PROMPT: Reproduce everything in the listing from the line containing "of any grey" down through the end of the listing, including that first line.

PROVIDED DATA:
-- Start --

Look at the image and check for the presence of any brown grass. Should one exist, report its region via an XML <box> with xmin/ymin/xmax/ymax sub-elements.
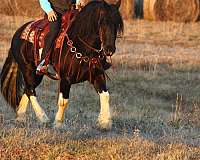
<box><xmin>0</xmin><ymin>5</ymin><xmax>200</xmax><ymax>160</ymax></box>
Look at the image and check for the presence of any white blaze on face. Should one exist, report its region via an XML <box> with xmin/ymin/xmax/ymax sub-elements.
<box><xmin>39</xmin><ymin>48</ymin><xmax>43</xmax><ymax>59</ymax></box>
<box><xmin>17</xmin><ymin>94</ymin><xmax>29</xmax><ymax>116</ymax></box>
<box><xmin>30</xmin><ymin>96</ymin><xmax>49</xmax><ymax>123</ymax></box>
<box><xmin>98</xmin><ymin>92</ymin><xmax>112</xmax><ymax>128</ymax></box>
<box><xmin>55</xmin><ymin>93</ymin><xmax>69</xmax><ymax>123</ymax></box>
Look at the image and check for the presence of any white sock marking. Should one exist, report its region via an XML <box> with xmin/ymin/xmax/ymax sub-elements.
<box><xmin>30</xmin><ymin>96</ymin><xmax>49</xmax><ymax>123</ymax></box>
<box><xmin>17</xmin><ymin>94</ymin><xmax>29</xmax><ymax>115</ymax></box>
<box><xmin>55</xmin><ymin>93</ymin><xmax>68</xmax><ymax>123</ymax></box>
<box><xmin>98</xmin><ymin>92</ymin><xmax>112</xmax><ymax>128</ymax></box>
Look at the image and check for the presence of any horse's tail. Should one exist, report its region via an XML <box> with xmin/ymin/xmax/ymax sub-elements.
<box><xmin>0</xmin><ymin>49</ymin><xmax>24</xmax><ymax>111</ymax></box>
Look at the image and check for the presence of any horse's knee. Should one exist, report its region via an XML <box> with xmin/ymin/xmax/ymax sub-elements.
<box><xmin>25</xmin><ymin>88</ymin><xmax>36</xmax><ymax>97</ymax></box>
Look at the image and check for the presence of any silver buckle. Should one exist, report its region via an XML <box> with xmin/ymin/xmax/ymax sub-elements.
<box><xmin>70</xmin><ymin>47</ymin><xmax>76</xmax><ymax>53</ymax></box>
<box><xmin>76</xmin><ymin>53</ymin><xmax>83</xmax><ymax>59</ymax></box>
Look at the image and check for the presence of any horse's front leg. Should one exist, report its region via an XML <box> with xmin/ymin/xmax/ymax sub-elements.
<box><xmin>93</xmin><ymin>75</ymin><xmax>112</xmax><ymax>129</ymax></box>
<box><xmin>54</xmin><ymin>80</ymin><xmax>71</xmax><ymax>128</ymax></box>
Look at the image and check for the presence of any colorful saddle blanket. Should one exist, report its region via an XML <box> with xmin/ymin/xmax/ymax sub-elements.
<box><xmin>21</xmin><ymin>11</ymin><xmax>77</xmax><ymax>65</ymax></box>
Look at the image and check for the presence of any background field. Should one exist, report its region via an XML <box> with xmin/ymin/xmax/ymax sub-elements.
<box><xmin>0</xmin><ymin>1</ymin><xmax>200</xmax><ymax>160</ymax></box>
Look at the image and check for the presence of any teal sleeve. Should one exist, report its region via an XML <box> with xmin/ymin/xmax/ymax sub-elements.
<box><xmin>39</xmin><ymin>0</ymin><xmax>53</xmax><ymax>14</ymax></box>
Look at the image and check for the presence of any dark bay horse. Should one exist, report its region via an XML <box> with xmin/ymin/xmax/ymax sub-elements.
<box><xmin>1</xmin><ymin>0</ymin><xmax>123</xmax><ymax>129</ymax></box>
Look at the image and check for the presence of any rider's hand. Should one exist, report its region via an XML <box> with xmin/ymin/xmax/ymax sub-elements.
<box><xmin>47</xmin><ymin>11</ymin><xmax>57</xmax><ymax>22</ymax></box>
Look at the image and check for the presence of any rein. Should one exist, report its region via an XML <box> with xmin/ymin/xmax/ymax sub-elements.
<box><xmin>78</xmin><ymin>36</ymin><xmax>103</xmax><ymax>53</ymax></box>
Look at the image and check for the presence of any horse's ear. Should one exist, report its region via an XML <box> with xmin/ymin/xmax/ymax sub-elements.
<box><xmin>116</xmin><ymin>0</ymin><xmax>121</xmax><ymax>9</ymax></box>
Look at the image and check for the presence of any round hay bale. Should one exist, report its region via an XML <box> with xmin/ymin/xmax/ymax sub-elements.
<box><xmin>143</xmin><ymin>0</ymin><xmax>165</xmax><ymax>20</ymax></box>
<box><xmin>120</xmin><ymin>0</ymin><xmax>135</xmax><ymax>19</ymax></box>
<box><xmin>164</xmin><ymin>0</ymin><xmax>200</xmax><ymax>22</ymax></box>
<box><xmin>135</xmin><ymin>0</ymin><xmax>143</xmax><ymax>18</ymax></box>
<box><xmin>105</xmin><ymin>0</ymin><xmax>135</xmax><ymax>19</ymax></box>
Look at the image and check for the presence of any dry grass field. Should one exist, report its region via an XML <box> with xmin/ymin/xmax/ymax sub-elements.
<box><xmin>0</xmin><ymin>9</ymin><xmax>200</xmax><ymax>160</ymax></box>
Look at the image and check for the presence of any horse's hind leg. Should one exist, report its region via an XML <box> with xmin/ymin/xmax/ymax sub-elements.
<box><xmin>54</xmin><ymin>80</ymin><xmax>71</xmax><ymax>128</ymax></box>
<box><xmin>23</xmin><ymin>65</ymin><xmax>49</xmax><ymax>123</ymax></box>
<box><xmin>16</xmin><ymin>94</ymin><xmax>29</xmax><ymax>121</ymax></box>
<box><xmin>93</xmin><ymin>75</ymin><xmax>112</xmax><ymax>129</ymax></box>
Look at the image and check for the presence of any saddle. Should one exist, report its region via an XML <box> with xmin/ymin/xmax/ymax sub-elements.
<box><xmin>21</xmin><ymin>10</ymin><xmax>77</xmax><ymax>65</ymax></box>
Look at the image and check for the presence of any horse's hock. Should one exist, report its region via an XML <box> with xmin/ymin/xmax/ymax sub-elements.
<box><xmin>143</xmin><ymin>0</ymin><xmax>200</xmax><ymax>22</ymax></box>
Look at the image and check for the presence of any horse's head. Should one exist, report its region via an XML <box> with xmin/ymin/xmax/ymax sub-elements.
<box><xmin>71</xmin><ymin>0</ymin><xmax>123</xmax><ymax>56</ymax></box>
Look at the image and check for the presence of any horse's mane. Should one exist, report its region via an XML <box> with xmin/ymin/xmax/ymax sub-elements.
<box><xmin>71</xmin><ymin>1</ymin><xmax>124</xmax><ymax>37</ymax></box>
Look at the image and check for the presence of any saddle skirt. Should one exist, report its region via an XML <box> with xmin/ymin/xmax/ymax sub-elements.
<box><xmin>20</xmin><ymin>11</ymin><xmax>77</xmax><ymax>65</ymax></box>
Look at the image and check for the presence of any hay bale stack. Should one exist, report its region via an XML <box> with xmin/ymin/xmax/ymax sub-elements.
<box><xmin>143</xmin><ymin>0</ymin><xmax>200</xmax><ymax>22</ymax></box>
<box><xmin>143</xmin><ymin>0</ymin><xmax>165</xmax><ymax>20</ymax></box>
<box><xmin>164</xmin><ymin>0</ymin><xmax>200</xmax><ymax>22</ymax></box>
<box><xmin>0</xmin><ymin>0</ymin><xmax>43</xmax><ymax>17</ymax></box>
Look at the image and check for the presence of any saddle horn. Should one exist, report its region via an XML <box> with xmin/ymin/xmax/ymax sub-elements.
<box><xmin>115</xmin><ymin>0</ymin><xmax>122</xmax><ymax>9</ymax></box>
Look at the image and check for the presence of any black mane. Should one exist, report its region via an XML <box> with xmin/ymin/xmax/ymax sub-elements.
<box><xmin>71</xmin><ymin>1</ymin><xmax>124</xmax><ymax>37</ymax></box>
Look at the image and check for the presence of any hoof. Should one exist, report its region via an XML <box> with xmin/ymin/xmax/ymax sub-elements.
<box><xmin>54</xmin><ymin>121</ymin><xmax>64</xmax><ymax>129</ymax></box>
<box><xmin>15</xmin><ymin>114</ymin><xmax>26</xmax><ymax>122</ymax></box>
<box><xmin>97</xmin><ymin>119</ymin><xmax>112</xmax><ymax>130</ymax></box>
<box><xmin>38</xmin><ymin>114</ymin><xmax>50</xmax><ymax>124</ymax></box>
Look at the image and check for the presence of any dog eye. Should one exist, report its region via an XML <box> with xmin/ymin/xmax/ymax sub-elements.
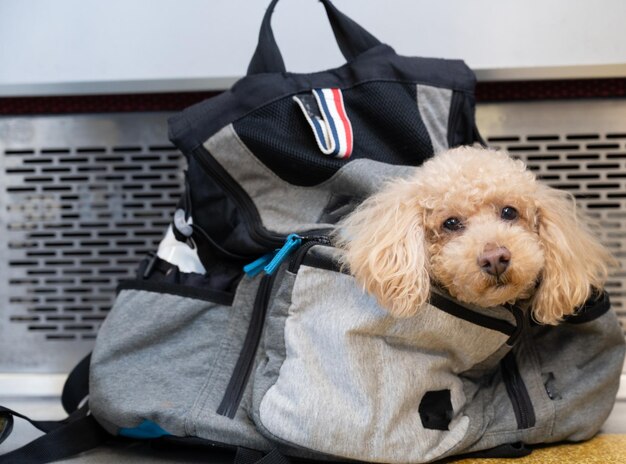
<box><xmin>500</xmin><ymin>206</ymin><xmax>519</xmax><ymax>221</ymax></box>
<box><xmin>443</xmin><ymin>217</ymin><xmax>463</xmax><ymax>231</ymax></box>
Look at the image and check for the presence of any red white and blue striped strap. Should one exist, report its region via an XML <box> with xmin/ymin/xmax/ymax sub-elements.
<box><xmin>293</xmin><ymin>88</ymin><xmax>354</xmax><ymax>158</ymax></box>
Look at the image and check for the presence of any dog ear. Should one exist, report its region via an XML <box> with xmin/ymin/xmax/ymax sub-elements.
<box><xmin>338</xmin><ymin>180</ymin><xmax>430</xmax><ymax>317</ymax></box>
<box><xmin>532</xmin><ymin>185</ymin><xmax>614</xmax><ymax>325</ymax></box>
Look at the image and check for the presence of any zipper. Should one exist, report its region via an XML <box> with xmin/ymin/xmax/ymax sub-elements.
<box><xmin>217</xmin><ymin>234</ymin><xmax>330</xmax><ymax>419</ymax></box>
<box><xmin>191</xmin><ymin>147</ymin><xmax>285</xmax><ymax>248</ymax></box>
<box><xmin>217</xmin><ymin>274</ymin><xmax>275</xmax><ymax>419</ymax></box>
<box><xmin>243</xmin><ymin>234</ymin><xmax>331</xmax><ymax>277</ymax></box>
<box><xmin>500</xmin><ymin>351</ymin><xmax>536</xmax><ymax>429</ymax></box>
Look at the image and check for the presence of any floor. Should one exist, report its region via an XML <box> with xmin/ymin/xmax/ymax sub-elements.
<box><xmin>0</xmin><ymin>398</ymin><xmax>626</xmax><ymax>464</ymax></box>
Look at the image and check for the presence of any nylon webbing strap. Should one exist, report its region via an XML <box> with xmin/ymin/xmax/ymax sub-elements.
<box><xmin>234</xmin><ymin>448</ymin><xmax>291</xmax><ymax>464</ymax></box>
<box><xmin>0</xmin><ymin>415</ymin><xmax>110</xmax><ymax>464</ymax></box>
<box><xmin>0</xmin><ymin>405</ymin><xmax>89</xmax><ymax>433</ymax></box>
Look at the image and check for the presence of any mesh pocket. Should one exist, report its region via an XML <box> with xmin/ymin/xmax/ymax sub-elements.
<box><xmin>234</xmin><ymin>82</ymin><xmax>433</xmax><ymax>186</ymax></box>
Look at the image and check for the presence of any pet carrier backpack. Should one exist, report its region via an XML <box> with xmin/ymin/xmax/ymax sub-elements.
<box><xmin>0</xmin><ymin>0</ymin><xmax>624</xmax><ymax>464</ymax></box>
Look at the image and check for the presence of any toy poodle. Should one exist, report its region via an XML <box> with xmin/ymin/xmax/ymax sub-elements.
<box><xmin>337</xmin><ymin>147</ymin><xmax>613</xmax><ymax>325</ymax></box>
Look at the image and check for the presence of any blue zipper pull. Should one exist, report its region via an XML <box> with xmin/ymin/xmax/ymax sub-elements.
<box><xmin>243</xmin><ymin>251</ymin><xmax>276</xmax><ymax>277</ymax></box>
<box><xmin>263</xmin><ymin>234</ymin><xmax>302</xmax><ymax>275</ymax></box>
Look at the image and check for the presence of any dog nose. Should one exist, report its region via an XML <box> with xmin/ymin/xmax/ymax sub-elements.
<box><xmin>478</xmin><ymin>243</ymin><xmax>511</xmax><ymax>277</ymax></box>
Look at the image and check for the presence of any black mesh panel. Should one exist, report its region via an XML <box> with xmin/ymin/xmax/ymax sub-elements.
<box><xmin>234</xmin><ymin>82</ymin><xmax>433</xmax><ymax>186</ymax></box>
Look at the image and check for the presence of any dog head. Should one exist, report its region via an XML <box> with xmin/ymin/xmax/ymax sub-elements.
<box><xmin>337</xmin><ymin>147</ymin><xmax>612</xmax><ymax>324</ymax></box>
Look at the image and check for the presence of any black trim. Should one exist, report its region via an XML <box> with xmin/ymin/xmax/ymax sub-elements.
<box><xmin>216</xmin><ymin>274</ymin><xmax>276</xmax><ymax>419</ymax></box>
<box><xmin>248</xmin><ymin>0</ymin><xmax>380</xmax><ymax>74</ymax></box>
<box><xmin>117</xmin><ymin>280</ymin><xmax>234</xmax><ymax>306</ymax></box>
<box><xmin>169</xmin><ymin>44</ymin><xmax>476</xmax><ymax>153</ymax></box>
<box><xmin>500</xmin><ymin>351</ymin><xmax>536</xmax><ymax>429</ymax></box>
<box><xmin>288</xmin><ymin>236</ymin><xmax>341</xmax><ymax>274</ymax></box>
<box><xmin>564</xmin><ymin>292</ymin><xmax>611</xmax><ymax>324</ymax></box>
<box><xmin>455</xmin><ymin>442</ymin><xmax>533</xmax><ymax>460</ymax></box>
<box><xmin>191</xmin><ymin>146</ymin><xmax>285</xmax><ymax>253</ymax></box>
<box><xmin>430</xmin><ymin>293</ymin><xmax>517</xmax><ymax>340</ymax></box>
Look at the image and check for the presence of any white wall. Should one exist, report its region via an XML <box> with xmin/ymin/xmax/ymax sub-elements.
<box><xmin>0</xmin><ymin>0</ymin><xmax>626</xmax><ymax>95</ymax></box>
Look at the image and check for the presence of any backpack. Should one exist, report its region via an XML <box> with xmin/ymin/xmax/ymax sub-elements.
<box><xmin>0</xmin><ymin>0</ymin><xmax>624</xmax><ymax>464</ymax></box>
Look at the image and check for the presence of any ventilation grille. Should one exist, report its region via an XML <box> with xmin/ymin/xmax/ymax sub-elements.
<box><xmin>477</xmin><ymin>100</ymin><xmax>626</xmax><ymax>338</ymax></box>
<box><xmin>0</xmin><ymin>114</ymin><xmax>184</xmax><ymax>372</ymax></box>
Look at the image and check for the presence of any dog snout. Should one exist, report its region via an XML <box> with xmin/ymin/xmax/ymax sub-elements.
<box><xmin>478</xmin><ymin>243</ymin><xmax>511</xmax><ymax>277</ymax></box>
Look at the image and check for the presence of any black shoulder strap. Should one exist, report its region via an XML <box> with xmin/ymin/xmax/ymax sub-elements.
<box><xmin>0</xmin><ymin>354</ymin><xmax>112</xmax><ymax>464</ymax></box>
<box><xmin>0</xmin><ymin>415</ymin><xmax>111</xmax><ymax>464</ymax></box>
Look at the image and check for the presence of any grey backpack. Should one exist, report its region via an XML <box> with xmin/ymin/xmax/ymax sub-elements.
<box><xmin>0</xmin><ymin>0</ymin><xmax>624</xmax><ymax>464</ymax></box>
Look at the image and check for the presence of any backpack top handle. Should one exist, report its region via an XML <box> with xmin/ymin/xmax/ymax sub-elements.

-- End --

SOLUTION FOR THIS TASK:
Look at the image and check for the presence of any grey backpack. Should one exist, report its region via an XML <box> with xmin/ymin/xmax/ymax sub-elements.
<box><xmin>0</xmin><ymin>0</ymin><xmax>624</xmax><ymax>464</ymax></box>
Look at the image and check for the presence of any backpack top handle. Should one exist, report its region via an XML <box> with xmin/ymin/xmax/ymax sub-elements.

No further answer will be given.